Instructions to follow: All of the lines below need to be copied exactly, apart from the pictures.

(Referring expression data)

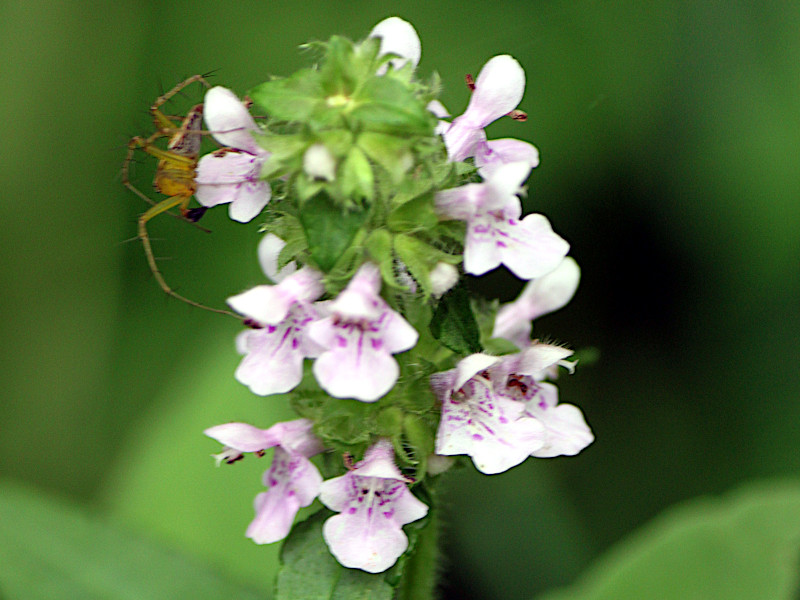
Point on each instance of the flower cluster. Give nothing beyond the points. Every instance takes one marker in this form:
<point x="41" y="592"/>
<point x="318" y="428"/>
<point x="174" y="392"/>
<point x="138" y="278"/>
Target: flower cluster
<point x="373" y="204"/>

Answer to this exercise:
Point on each instance of the flower cluster. Give nothing beyond the points. Every instance takes one marker in this form:
<point x="41" y="592"/>
<point x="318" y="428"/>
<point x="174" y="392"/>
<point x="138" y="278"/>
Target: flower cluster
<point x="373" y="204"/>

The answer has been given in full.